Start of Given information

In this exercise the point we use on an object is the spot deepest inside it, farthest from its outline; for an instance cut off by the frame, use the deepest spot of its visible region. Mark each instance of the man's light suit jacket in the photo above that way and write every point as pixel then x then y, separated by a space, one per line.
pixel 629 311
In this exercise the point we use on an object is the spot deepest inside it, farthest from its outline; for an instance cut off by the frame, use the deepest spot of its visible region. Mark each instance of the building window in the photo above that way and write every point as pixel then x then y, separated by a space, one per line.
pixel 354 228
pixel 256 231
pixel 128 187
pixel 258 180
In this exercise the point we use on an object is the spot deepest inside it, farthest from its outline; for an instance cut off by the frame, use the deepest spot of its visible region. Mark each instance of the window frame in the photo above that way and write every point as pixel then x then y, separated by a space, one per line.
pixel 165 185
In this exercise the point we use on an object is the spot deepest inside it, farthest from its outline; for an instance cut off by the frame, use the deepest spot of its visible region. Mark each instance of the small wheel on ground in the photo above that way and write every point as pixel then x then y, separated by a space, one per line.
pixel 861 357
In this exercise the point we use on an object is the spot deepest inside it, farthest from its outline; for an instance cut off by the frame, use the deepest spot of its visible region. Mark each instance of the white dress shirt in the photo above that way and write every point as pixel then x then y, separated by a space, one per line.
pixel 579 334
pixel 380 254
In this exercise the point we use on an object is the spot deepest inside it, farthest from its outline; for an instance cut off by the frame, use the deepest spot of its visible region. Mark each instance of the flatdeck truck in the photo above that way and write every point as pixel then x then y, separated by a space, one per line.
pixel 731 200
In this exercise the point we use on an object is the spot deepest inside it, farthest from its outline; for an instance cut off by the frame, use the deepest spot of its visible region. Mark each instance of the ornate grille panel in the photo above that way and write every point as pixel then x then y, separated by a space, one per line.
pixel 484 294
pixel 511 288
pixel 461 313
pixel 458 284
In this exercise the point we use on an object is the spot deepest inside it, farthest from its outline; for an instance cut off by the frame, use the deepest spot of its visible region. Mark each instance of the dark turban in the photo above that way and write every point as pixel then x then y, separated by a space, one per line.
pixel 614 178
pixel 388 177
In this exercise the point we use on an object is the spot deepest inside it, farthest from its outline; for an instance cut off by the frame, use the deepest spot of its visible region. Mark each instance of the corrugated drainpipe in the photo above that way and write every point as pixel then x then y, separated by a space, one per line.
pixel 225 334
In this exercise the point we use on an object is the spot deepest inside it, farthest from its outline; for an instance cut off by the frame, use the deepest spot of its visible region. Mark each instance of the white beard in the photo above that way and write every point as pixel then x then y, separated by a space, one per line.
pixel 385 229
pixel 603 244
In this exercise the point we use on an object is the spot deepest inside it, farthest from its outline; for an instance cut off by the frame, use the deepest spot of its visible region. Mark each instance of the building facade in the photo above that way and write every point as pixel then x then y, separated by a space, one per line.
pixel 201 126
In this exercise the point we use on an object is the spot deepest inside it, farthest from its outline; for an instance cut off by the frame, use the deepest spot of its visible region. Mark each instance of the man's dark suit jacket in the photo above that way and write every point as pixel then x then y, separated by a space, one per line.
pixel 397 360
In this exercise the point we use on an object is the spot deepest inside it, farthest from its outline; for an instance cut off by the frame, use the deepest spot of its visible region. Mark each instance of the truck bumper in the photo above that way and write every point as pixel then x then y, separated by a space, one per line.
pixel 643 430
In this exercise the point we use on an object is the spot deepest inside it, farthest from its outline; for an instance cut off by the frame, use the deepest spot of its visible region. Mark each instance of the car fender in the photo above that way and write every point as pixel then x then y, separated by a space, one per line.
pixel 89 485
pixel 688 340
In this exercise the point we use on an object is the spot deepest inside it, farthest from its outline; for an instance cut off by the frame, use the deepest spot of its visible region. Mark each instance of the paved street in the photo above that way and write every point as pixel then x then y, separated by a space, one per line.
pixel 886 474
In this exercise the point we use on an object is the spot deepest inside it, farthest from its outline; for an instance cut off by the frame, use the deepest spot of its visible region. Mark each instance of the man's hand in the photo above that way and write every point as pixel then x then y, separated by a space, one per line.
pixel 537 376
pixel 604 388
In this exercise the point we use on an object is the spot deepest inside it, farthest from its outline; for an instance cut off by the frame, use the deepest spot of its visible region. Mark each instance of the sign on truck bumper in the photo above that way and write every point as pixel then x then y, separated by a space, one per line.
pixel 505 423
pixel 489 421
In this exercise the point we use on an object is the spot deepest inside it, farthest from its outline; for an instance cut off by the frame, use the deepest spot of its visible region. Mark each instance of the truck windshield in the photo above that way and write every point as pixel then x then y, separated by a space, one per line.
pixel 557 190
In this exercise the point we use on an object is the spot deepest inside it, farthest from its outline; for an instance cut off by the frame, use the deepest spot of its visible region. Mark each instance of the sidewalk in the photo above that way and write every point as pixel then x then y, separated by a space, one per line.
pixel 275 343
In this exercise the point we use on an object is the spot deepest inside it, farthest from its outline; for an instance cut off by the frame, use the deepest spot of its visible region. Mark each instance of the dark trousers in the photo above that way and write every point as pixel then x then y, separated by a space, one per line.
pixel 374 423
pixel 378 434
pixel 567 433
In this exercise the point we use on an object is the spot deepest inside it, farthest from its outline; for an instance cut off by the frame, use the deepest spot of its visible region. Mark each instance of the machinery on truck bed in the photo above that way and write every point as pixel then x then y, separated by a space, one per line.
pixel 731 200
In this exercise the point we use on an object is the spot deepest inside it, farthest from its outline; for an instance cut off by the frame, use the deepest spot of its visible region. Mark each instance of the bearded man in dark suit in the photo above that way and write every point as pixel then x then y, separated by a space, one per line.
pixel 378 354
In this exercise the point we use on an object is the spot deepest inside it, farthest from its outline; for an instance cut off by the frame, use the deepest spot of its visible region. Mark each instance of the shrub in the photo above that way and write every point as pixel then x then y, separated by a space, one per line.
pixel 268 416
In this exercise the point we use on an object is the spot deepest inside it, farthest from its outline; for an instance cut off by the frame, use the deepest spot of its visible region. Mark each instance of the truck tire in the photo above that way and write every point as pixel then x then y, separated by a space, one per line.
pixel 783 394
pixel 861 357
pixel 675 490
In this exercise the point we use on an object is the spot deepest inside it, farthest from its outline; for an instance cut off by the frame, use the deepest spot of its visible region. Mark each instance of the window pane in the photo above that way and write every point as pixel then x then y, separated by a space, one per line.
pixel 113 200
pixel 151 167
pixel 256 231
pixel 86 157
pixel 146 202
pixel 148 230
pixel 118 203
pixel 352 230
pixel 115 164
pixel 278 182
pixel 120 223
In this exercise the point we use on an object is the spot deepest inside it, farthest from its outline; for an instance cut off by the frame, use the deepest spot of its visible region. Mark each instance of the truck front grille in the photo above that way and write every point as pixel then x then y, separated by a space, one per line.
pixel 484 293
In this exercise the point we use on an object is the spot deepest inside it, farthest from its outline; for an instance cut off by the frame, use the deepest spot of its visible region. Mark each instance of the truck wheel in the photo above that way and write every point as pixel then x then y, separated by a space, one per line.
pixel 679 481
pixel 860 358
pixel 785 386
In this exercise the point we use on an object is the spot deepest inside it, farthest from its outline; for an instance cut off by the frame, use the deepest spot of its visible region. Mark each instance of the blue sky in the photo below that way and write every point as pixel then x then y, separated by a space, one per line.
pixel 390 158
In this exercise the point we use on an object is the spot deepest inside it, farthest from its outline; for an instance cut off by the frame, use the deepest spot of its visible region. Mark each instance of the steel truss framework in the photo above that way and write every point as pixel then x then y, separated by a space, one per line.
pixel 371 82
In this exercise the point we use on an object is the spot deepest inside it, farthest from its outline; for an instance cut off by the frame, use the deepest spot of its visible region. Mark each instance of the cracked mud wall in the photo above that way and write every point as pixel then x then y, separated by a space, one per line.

End of Given information

* [Aim of the exercise] Can you write out the entries from the line with "the man's dark" up to and including the line with "pixel 397 360" again, changing "dark" to "black" and keeping everything else the same?

* [The output]
In this exercise the point we use on an object is the spot deepest inside it, farthest from its outline; for an instance cut off by the frame, use the deepest spot of its visible region. Mark each instance of the man's black suit jacket in the photo above that way and write every point as pixel then x then y, separated by a space, one per line.
pixel 397 360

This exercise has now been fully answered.